→ **Reading text**

"""

Role Expectations (Mandatory Skills)
- Build and operate production-grade Databricks/Spark pipelines (batch and streaming) using Delta/Iceberg.
- Apply robust data quality checks and data lineage (using tooling or catalog-driven approaches).
- Understand and design agentic workflows for data and GenAI-driven use cases (orchestration of multiple tools/agents, reliability, and observability).
- Implement CI/CD for data (Git-based workflows, automated tests, promotion/rollback between environments).
Nice to have
- Practical exposure to RAG/LLM-based data pipelines and GenAI/LLM integration in data engineering solutions, including agentic workflow patterns.
About the Role
We are seeking a skilled Data Engineer with hands-on experience in Databricks to join our team in Santa Clara. The ideal candidate will have a strong background in data engineering, excellent coding skills, and the ability to work collaboratively in a fast-paced environment.
Responsibilities:
– Design, develop, and maintain scalable data pipelines and ETL processes using Databricks.
– Collaborate with data scientists and analysts to understand data requirements and deliver solutions.
– Optimize and troubleshoot data workflows to ensure high performance and reliability.
– Implement data quality checks and ensure data integrity.
– Prior experience in GEN AI Models or custom solutions using databricks might be preferred. Extensive use of Genie Models might be added advantage.
– Participate in code reviews and contribute to best practices for data engineering.
**Requirements:**
– Bachelor's degree in Computer Science, Engineering, or a related field.
– Proven experience as a Data Engineer with hands-on coding experience.
– Proficiency in Databricks and Spark.
– Strong programming skills in Python, Scala, or Java.
– Experience with SQL and relational databases.
– Familiarity with cloud platforms such as AWS, Azure, or GCP.
– Excellent problem-solving skills and attention to detail.
– Strong communication and teamwork abilities.

"""

→ **Record extracts**
"""

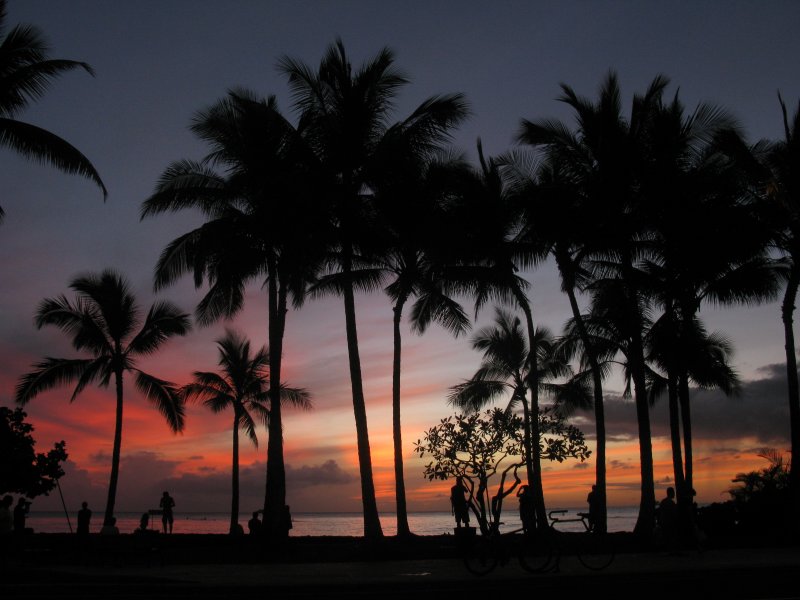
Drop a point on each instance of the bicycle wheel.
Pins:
(596, 551)
(480, 556)
(536, 553)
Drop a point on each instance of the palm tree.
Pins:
(240, 385)
(415, 216)
(687, 355)
(606, 157)
(344, 120)
(490, 251)
(784, 189)
(504, 368)
(103, 320)
(699, 203)
(254, 188)
(26, 72)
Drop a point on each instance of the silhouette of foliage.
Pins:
(478, 446)
(762, 496)
(22, 469)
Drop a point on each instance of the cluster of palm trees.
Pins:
(648, 215)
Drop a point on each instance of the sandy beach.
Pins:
(350, 567)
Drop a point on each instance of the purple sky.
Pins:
(157, 63)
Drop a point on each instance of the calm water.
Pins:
(316, 524)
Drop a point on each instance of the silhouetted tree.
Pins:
(103, 320)
(344, 119)
(26, 71)
(240, 385)
(254, 187)
(23, 470)
(558, 217)
(783, 189)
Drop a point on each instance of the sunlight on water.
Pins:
(313, 524)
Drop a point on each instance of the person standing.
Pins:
(6, 520)
(527, 509)
(84, 517)
(167, 504)
(594, 507)
(458, 502)
(20, 512)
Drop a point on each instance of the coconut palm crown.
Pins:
(26, 71)
(105, 322)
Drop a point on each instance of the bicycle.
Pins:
(481, 554)
(595, 551)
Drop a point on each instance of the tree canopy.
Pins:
(23, 470)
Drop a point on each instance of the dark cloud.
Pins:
(760, 411)
(328, 473)
(619, 464)
(100, 458)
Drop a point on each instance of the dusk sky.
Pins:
(158, 62)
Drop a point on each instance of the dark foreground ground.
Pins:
(218, 566)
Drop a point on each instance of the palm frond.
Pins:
(48, 374)
(166, 398)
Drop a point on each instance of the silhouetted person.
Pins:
(668, 518)
(594, 507)
(286, 521)
(84, 518)
(6, 520)
(111, 528)
(20, 512)
(144, 523)
(254, 525)
(458, 502)
(167, 504)
(527, 509)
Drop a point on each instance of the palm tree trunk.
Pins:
(787, 315)
(601, 520)
(686, 420)
(115, 454)
(645, 523)
(275, 498)
(372, 523)
(533, 450)
(675, 435)
(399, 479)
(235, 475)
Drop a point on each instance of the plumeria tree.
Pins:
(480, 446)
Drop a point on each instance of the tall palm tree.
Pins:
(557, 217)
(345, 121)
(707, 245)
(490, 252)
(26, 71)
(687, 356)
(606, 156)
(254, 188)
(415, 258)
(783, 189)
(504, 367)
(240, 385)
(103, 320)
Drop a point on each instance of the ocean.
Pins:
(312, 524)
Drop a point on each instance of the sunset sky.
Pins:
(158, 62)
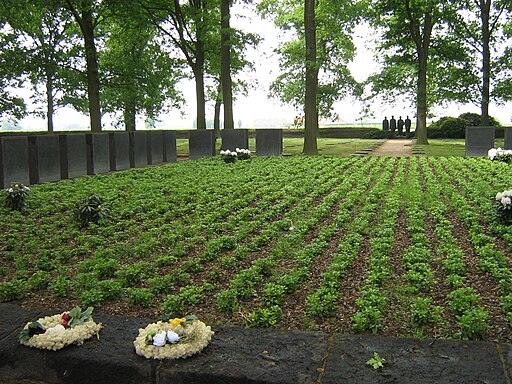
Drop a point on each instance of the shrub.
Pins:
(16, 197)
(91, 210)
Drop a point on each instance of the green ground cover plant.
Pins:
(394, 246)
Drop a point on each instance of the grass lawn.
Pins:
(393, 246)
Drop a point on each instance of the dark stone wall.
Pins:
(201, 143)
(235, 138)
(479, 140)
(269, 142)
(44, 158)
(14, 161)
(98, 153)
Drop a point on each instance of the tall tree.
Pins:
(408, 29)
(225, 67)
(310, 104)
(334, 22)
(144, 81)
(481, 26)
(187, 24)
(87, 14)
(42, 49)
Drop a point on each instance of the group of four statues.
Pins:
(392, 125)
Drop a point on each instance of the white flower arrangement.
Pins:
(243, 154)
(178, 338)
(504, 205)
(229, 156)
(499, 154)
(58, 331)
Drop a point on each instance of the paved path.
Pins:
(398, 147)
(239, 356)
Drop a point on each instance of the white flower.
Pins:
(172, 337)
(159, 339)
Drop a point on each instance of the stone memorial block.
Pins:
(119, 150)
(508, 138)
(73, 155)
(170, 151)
(201, 143)
(235, 138)
(14, 161)
(44, 158)
(479, 140)
(98, 153)
(269, 142)
(155, 147)
(138, 149)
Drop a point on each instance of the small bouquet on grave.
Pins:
(229, 156)
(58, 331)
(504, 155)
(16, 196)
(243, 154)
(504, 206)
(173, 339)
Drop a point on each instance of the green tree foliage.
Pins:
(412, 34)
(185, 26)
(139, 76)
(38, 45)
(482, 29)
(335, 21)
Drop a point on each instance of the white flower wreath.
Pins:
(179, 338)
(53, 335)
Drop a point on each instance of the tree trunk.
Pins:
(225, 65)
(198, 69)
(49, 100)
(421, 99)
(485, 10)
(310, 107)
(216, 117)
(86, 23)
(129, 116)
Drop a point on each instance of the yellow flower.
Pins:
(177, 321)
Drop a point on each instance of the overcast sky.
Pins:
(257, 108)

"""

Write out the full job posting, word for word. Work from the job posting alone, not from the items.

Role Expectations (Mandatory Skills)
- Build and operate production-grade Databricks/Spark pipelines (batch and streaming) using Delta/Iceberg.
- Apply robust data quality checks and data lineage (using tooling or catalog-driven approaches).
- Understand and design agentic workflows for data and GenAI-driven use cases (orchestration of multiple tools/agents, reliability, and observability).
- Implement CI/CD for data (Git-based workflows, automated tests, promotion/rollback between environments).
Nice to have
- Practical exposure to RAG/LLM-based data pipelines and GenAI/LLM integration in data engineering solutions, including agentic workflow patterns.
About the Role
We are seeking a skilled Data Engineer with hands-on experience in Databricks to join our team in Santa Clara. The ideal candidate will have a strong background in data engineering, excellent coding skills, and the ability to work collaboratively in a fast-paced environment.
Responsibilities:
– Design, develop, and maintain scalable data pipelines and ETL processes using Databricks.
– Collaborate with data scientists and analysts to understand data requirements and deliver solutions.
– Optimize and troubleshoot data workflows to ensure high performance and reliability.
– Implement data quality checks and ensure data integrity.
– Prior experience in GEN AI Models or custom solutions using databricks might be preferred. Extensive use of Genie Models might be added advantage.
– Participate in code reviews and contribute to best practices for data engineering.
**Requirements:**
– Bachelor's degree in Computer Science, Engineering, or a related field.
– Proven experience as a Data Engineer with hands-on coding experience.
– Proficiency in Databricks and Spark.
– Strong programming skills in Python, Scala, or Java.
– Experience with SQL and relational databases.
– Familiarity with cloud platforms such as AWS, Azure, or GCP.
– Excellent problem-solving skills and attention to detail.
– Strong communication and teamwork abilities.